***** Data extract

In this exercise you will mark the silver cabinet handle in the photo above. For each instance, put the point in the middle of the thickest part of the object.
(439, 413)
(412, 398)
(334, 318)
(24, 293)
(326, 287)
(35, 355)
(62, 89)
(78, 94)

**********

§ Objective:
Convert every line of the items above into a JSON list of strings, one string per line, leaving out any blank lines.

§ The reply:
[
  "In this exercise you will mark the silver cabinet handle in the photo above. For each instance, put the point in the middle of the thickest part of the object.",
  "(439, 413)",
  "(412, 398)",
  "(334, 318)",
  "(24, 293)",
  "(326, 287)",
  "(35, 355)",
  "(62, 89)",
  "(78, 94)"
]